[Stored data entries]
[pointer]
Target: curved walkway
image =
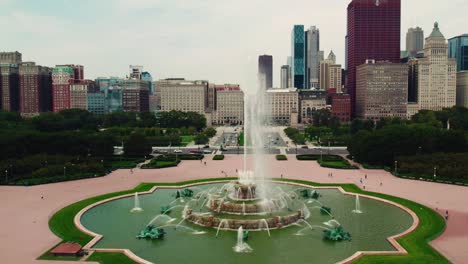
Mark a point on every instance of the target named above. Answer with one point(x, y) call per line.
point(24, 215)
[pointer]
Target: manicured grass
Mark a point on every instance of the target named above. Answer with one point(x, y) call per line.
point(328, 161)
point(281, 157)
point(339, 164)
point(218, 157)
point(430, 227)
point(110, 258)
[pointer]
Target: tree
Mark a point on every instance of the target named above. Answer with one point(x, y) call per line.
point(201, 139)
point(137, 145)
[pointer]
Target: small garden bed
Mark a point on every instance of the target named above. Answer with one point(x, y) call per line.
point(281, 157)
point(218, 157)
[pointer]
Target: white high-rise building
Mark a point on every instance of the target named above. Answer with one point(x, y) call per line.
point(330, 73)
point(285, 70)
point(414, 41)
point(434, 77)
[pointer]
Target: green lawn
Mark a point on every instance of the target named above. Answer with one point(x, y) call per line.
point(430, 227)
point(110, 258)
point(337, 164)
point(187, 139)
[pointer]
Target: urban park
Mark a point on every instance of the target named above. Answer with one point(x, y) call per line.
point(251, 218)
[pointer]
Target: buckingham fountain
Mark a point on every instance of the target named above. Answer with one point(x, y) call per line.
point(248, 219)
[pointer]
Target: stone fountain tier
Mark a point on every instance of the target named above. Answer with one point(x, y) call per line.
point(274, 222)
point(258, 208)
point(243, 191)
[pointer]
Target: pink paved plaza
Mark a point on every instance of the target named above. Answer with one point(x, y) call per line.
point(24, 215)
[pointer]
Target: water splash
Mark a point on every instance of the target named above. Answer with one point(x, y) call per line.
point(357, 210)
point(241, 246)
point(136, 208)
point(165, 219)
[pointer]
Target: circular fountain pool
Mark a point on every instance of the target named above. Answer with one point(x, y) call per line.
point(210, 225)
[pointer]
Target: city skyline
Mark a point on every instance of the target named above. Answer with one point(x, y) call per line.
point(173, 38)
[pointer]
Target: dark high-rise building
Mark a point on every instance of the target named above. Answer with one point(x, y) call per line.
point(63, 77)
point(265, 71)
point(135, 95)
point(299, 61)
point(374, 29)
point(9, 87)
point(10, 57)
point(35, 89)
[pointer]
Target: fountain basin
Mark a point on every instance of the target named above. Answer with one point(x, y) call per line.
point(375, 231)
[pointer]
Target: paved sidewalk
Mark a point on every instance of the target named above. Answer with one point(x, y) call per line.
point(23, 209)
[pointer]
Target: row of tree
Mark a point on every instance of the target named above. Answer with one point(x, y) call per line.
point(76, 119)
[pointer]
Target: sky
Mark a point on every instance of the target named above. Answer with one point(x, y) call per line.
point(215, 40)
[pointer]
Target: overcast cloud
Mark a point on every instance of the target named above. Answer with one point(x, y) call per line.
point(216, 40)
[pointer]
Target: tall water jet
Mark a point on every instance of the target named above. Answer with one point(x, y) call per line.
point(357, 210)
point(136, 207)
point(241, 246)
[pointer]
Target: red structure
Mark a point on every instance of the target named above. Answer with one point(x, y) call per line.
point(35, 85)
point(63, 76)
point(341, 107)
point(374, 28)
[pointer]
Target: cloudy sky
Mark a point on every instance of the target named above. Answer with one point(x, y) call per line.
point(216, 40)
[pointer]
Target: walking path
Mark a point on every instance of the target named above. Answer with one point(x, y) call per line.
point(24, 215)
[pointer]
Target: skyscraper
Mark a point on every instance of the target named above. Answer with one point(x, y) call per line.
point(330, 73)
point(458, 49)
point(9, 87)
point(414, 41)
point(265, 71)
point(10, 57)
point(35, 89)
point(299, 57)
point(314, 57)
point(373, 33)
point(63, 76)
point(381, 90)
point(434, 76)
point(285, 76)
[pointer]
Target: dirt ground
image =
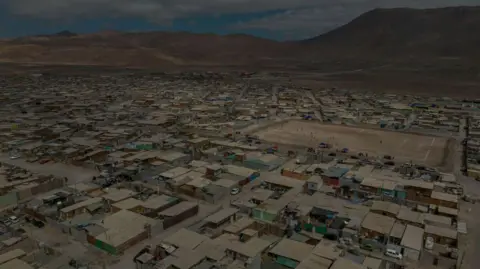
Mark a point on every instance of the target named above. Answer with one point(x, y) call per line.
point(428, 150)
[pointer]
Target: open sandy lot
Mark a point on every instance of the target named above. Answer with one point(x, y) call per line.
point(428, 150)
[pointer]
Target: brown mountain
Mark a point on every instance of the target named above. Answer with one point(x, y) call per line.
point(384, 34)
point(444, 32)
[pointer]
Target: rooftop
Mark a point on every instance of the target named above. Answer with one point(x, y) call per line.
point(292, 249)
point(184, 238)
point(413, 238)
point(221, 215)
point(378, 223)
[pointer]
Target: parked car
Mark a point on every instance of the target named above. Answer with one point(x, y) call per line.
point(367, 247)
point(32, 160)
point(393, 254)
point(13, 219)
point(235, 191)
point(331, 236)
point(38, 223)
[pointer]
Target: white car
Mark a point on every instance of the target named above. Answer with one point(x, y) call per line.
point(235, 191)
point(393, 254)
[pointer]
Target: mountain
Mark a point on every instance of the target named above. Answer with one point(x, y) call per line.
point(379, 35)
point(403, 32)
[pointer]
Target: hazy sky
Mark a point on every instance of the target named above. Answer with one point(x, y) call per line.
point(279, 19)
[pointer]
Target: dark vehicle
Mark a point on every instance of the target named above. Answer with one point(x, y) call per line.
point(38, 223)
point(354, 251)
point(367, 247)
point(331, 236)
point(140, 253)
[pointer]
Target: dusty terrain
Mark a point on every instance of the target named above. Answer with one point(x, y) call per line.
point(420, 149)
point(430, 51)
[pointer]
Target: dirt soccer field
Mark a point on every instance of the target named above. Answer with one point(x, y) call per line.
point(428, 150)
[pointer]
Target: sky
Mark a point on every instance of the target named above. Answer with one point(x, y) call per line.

# Problem to work on
The records are to be returned word for word, without any of their pictures.

# Problem solution
[pointer]
Target: curved walkway
image =
Mark a point on every instance of the target named above. Answer with one point(x, y) call per line.
point(24, 215)
[pointer]
Target: manicured grass
Mark a point on every instance of the target named above. Answer with one point(x, y) call per line.
point(328, 161)
point(281, 157)
point(339, 164)
point(218, 157)
point(430, 227)
point(110, 258)
[pointer]
Target: tree
Mark a point on every instance of the target named above. Answer with one point(x, y) call per line.
point(201, 139)
point(137, 145)
[pointer]
Target: small garden bed
Mark a point on every instance of the target named above. Answer with one point(x, y) call per line.
point(281, 157)
point(218, 157)
[pointer]
Target: white high-rise building
Mark a point on every instance of the target named above. Answer with one point(x, y) call per line.
point(330, 73)
point(285, 70)
point(414, 41)
point(434, 77)
[pointer]
Target: green lawn
Mark a point on every instance of the target named above. Answer with one point(x, y) call per line.
point(430, 227)
point(110, 258)
point(337, 164)
point(187, 139)
[pointer]
Target: urban park
Mark a point on every instance of the target named above. Answer with one point(x, y) call per line.
point(251, 218)
[pointer]
Target: buckingham fountain
Mark a point on every instance of the target named above. Answer with one point(x, y) call per line.
point(248, 219)
[pointer]
Target: stone fountain tier
Mark a point on every instance of the target named above. Answer with one point(x, y) call per line.
point(274, 222)
point(258, 208)
point(243, 191)
[pointer]
Target: pink paved plaza
Mark a point on every instance of the target named above. Answer with one point(x, y) call per line.
point(24, 215)
[pointer]
Target: water splash
Mark a point on every instance of the target named above. Answer with one point(x, y) call per line.
point(357, 210)
point(241, 246)
point(136, 208)
point(165, 219)
[pointer]
Target: circular fountain pool
Mark a point on every instance of the target named above. Answer with one point(x, y) call per line.
point(210, 225)
[pointer]
Target: city skyline
Mark a point on every instance of the target named above. Answer with one point(x, y) call per line.
point(173, 38)
[pointer]
Target: dark high-rise building
Mark a point on every instance of the target named above. Answer with one point(x, y) call per line.
point(63, 77)
point(265, 71)
point(135, 95)
point(299, 61)
point(374, 29)
point(9, 87)
point(10, 57)
point(35, 89)
[pointer]
Target: fountain basin
Mark a point on every instance of the target named above. Answer with one point(x, y) call per line.
point(375, 231)
[pointer]
Target: paved sidewalk
Mark a point on every instance of the target named above. Answer with one point(x, y) call per line.
point(23, 209)
[pointer]
Target: row of tree
Mark a point on every instance of the target named above. Answer with one point(x, y) call per line.
point(76, 119)
[pointer]
Target: sky
Mark a point on every instance of the target named above. Answer with one point(x, y) call per line.
point(215, 40)
[pointer]
Target: overcast cloud
Mark a point on every instance of the target named above. Answer with one point(x, y) call per line.
point(216, 40)
[pointer]
Target: tall water jet
Mark a point on every instance of the target named above. Answer with one point(x, y) call per line.
point(357, 210)
point(136, 207)
point(241, 246)
[pointer]
Target: red structure
Mark a point on every instance of the target named above. Answer with one point(x, y) call per line.
point(35, 85)
point(63, 76)
point(341, 107)
point(374, 28)
[pointer]
Target: cloudy sky
Mark a point on every instance of the target named above. Answer with one point(x, y) call per line.
point(216, 40)
[pointer]
Target: walking path
Mark a point on every instance of the target named above. Answer with one point(x, y) call per line.
point(24, 215)
[pointer]
Target: skyscraper
Mark a point on every instance of the target named above. Answer with one point(x, y) call per line.
point(330, 73)
point(458, 49)
point(9, 87)
point(414, 41)
point(265, 71)
point(10, 57)
point(35, 89)
point(299, 57)
point(314, 57)
point(373, 33)
point(63, 76)
point(381, 90)
point(434, 76)
point(285, 76)
[pointer]
Target: dirt ground
image =
Mark a point on every instance of the target named above. Answer with one point(x, y) call per line.
point(428, 150)
[pointer]
Target: open sandy lot
Mark a point on every instance of the target named above. Answer with one point(x, y) call per line.
point(428, 150)
[pointer]
Target: brown mountain
Mark a point on every instance of the target named above. Answer with one point(x, y) call per line.
point(384, 34)
point(444, 32)
[pointer]
Target: rooftop
Mark a point on every instance of the target named above. Answer with one point(x, y) call per line.
point(292, 249)
point(184, 238)
point(413, 238)
point(221, 215)
point(378, 223)
[pointer]
Target: parked car
Mark a point on every instance of the target named above. Answer with one point(x, y) call per line.
point(367, 247)
point(32, 160)
point(393, 254)
point(13, 219)
point(235, 191)
point(331, 236)
point(38, 223)
[pointer]
Target: white car
Mark a point on every instance of the target named above. Answer with one point(x, y) call per line.
point(235, 191)
point(393, 254)
[pointer]
Target: mountain
Mark a point on every instance of the target named above. Answer with one point(x, y) call per line.
point(379, 35)
point(403, 32)
[pointer]
Target: hazy sky
Mark a point on every instance of the target named above. Answer with one point(x, y) call per line.
point(279, 19)
[pointer]
Target: dark vehicle
Mark a point on every instance of the target named above. Answer with one point(x, y) call per line.
point(38, 223)
point(354, 251)
point(367, 247)
point(331, 236)
point(140, 253)
[pointer]
Target: dusty terrain
Mark a point on every instance of the target named above. Answer with one point(x, y) call per line.
point(420, 149)
point(430, 51)
[pointer]
Target: dirt soccer field
Mark a point on every instance of the target named above. Answer with one point(x, y) call per line.
point(428, 150)
[pointer]
Target: sky
Mark a point on every instance of the target named above. Answer with one point(x, y) call per line.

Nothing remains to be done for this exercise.